Work task
Exact copies of all the records are to be printed.

Saved entries

● ● ● ● ●

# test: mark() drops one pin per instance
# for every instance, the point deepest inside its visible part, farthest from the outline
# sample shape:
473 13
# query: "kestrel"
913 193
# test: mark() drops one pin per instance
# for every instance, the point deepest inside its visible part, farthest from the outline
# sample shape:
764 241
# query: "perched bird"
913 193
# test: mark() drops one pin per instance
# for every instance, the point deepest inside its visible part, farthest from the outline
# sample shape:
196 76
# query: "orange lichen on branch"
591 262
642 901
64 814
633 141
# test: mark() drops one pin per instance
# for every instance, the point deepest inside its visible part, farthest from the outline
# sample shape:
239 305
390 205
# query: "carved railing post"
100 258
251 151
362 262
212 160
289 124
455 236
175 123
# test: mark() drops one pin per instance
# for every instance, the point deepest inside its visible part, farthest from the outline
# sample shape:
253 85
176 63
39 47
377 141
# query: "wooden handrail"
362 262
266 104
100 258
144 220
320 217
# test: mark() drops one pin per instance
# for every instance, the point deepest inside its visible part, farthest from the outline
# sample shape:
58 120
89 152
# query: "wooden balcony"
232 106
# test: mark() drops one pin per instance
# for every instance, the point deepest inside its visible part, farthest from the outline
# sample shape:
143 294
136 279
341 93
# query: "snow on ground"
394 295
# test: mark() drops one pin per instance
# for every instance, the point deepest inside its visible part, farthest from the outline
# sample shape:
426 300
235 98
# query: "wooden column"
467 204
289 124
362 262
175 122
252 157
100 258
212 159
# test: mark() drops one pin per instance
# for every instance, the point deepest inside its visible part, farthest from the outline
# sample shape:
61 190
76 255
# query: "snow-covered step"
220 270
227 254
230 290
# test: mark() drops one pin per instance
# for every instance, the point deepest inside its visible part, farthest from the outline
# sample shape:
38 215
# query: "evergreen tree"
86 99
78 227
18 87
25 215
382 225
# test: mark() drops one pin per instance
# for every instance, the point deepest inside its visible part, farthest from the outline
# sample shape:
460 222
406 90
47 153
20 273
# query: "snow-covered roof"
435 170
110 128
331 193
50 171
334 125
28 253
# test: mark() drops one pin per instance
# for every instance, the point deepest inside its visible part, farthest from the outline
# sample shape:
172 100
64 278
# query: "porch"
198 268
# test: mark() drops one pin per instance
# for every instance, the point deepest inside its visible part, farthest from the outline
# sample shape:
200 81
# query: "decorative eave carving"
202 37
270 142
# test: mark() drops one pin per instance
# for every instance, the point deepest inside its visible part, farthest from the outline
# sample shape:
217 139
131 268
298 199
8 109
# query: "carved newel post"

● ● ● ● ●

Answer area
# test: mark() drops one pin per instance
# for every instance, the point deepest inside its visible part, farthest from the outline
# sample shape:
473 13
# query: "kestrel"
913 193
# test: mark() drops one pin per instance
# for every instance, the point deepest inside its visible part, farthest from the outline
# sample shape:
764 241
# query: "perched bird"
913 193
# test: mark() drops one pin per instance
# for every instance, the point deepest inside its visible part, farthest from the outline
# sample shape:
196 76
# query: "orange lichen on branch"
591 262
642 901
64 814
633 141
# test: mark() drops one pin per instance
# for every instance, the point deepest inside its visible part, farthest from the outline
# sample shape:
239 305
390 205
# query: "carved railing post"
100 258
251 151
362 262
212 160
289 124
455 236
175 123
# test: mark() drops one pin per instance
# for every instance, the point deepest inside its visible part, farthest from the outline
# sample shape:
253 85
176 63
39 47
377 141
# query: "wooden handrail"
362 262
266 104
100 258
144 220
320 217
# test: mark() drops one pin per instance
# for every instance, the point deepest inside its visible part, farthest from the outline
# sample shape:
58 120
89 152
# query: "wooden balcony"
232 106
# test: mark() drops one pin per instance
# for every instance, the point deepest inside its visible part, farthest from the outline
# sample shape:
143 294
136 279
341 93
# query: "snow on ground"
394 295
# test: mark() drops one pin per instance
# for every instance, the point deepest inside its visible part, farthest from the outline
# sample shape:
426 300
235 98
# query: "wooden column"
467 204
289 124
362 262
175 122
252 157
100 258
212 159
# test: mark() drops one pin per instance
# for every instance, the point deepest inside its visible part, farthest from the outline
# sample shape:
61 190
76 255
# query: "snow-covered step"
220 270
227 254
230 290
# test: mark() drops one pin per instance
# for every instance, the point deepest inside its visible part, farthest from the outline
# sample shape:
38 215
# query: "evergreen tree"
86 99
78 227
18 87
25 215
382 225
# test: mark() drops one pin per instance
# for every instance, the point deepest inside its visible part, farthest from the outline
# sample shape:
460 222
406 90
47 153
20 273
# query: "snow-covered roof"
435 170
110 128
331 193
50 171
334 125
28 253
# test: mark() drops one pin per instance
# for every instance, the point deepest inside its visible part, farthest from the outline
# sample shape:
172 100
64 278
# query: "porch"
198 268
# test: mark() drops one pin per instance
# for every instance, the point deepest inside its visible part, farthest from the outline
# sample shape:
200 81
# query: "decorative eave carving"
202 37
270 142
# test: mark() drops one pin per instance
# for every instance, the point deepest inside its visible part, farthest from the outline
# sample shape:
217 139
131 268
298 199
8 109
# query: "carved newel post"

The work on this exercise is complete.